● Exercices:
a) Traduisez en anglais cette phrase du texte présenté : « Voilà pourquoi, pour certains, bien vivre aujourd’hui, c’est ralentir. »
b) Poursuivez le texte consacré au film « Un illustre inconnu » en reprenant juste après sa dernière phrase.

··· Texte présenté

Publié le 30 novembre 2014 par Leautisse @Intermediius

Et si un inconnu vous volait votre identité ?
C’est la trame du film “Un illustre inconnu”. Oxymore quand tu nous tiens, tu nous invites à passer sous la lumière des choses et à décrypter les réalités tragiques sous les apparences ludiques. Voler les identités des autres ? (sans faire de mal) Rigolo, non…?
Au delà de l’effet de surprise, c’est l’histoire simple d’un type qui n’arrive pas être lui même… et qui emprunte pour ce faire la vie des autres.

Pourquoi ce film m’a interpellé ? Peut-être parce qu’il pointe trois défis… trois absences de l’air du temps… et nous invite à déplier ses énigmes.

Un flash tout d’abord. Des images en gros plan de gestes et de visages, que le héros capte, gourmand, pour mieux se les approprier. Des attitudes et des bouts d’humanité comme trophées, en quelque sorte.
C’est la première force que j’apprécie dans cette histoire : derrière ces scènes de “vampirisme soft”, le film parle de notre consommation des autres. De la façon dont on s’approprie leur manière d’exister. L’enrichissement de notre identité sociale. Mais, est-on vraiment responsable ? Fou le personnage du film ? Pourtant, à bien y regarder, le mimétisme et le conditionnement social nous sollicitent en permanence pour se confronter, endosser ou refuser des masques. Et s’il y avait un autre problème ? Celui de l’explosion des images disponibles (via internet, smartphone, affiches, feuilletons, émissions tv, cinéma…) qui nous pousse involontairement à emprunter de plus en plus les profils des autres. Sommes nous tributaires des difficultés croissantes à vivre dans un monde de plus en plus recouverts d’images, de reflets d’autres qu’on endosse malgré nous à force d’y être confrontés. C’est le sociologue Anthony Giddens qui dit que la réflexivité de la société, c’est à dire la conscience et la connaissance du monde sur lui-même, a énormément augmenté depuis un siècle. Et Paul Virilio qui décrit, année après, année l’accélération exponentielle de nos modes de vie. A force de bombardement de profils, on finit peut-être par en endosser plus que de raison…
Voilà pourquoi, pour certains, bien vivre aujourd’hui, c’est ralentir. C’est se détacher pour situer qui l’on est et où l’on est ? Pour mieux tracer son dessein. Pour ne pas être noyés par quelque chose qui nous dépasse. Et si cette conscience permanente nous empêchait de cerner nos propres désirs ? Nos chemins de vie ? Le risque existe…

Autre flash. “J’ai toujours bien fait ce qu’on m’a demandé. J’ai suivi les chemins…”

······
··· Données fournies

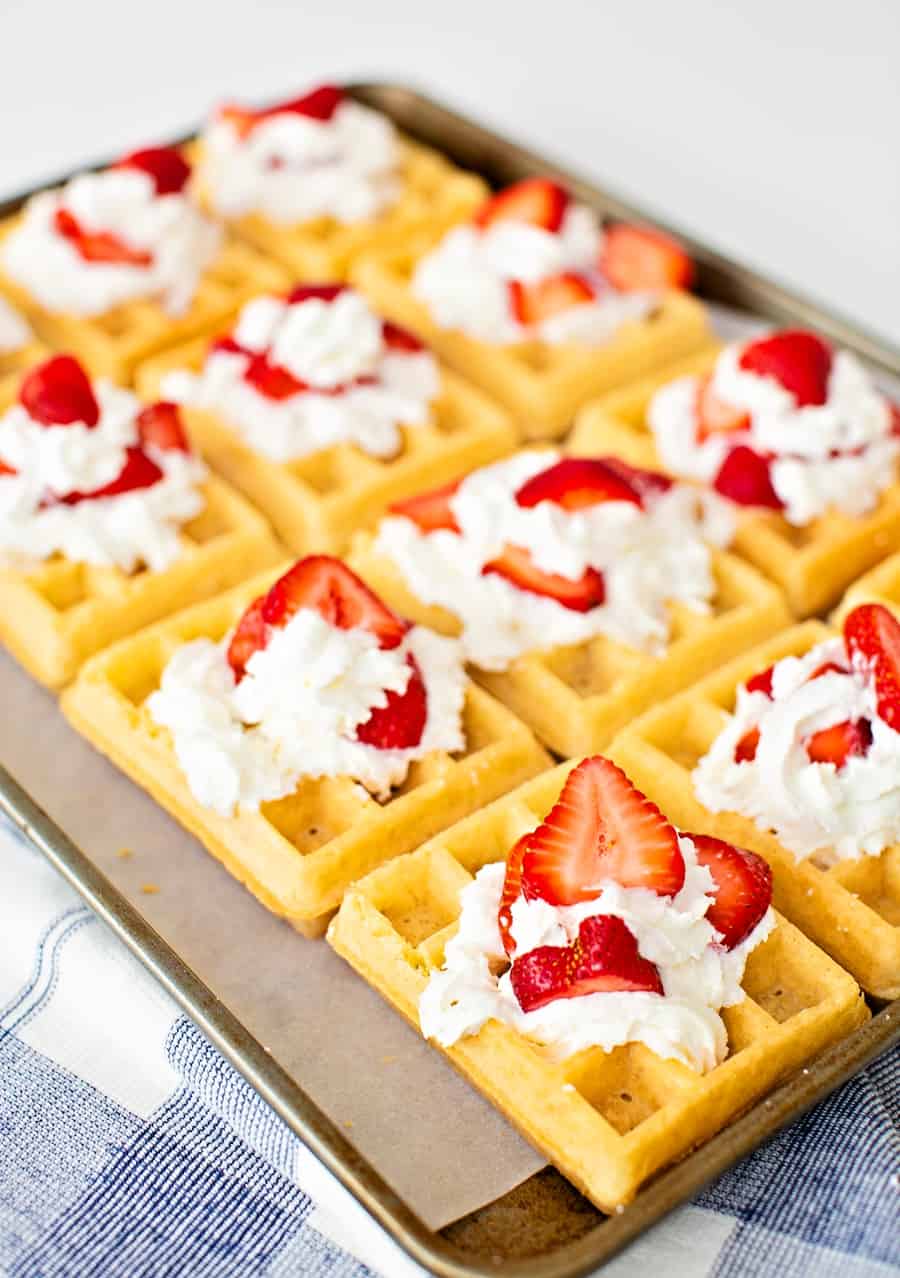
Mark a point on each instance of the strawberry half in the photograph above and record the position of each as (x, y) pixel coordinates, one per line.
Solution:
(602, 959)
(58, 392)
(872, 634)
(797, 359)
(518, 566)
(536, 201)
(601, 828)
(634, 258)
(743, 887)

······

● Réponses dans l'ordre:
a) That is why, for some people, living well today means slowing down.

b)
Voilà ce que confesse le héros à son père spirituel. On ne pourra mieux résumer la séquence initiatique : lui comme tant d’autres est invité à suivre un parcours balisé par d’autres. On lui fait miroiter un bonheur à condition qu’il respecte les étiquettes et les cases.
L’histoire raconte donc en creux les fantômes de notre parcours d’intégration (sociale) : on est ce qu’on est amené à suivre. “Fais et ne te fais pas remarquer, ne fais pas de faute de goût”. Voilà comment on pourrait résumer le motto de notre système éducatif.

Pour le personnage, certes, cela mène à l’emploi…mais pas au bien-être, à une place dans la société… mais pas à des relations, à la politesse pendant ses heures de jour… mais au vol de l’identité dans ses heures creuses… Normal… La frustration croissante amène des comportements souterrains pour survivre…
Sommes nous, comme le personnage, tous des agents commerciaux à double vie ? Freud et Jung pourraient aujourd’hui le suspecter…Malgré nous, notre inconscient voyage et, terrifiant comptable, se souvient de nos oublis…

Enfin, dernière scène (Attention spoiler)
“J’ai tué Sébastien Nicolas parce que je n’en pouvais plus de voir son regard et sa vacuité.” (de mémoire)
La trajectoire du héros du film prend un sens parce qu’il s’extrait non seulement de la case dans laquelle il s’est rangé une fois adulte, mais il sort aussi du périmètre de jeu qu’il s’est construit (pour répondre à son inconscient).
C’est cette leçon qui est la plus forte. On sort de l’impasse, on fait quelque chose de sa vie en “tordant” les données et le cadre de départ. L’inspiration et la voie ne peut venir que de là. Quitte à braconner, ici les identités et les rôles. Le mot peut gêner mais combien d’entre nous braconnent au jour le jour depuis des siècles. Et où est le mal au final…quand on sait mieux faire que le “possesseur officiel” ? Quand on trouve du sens et quand on sait en donner ?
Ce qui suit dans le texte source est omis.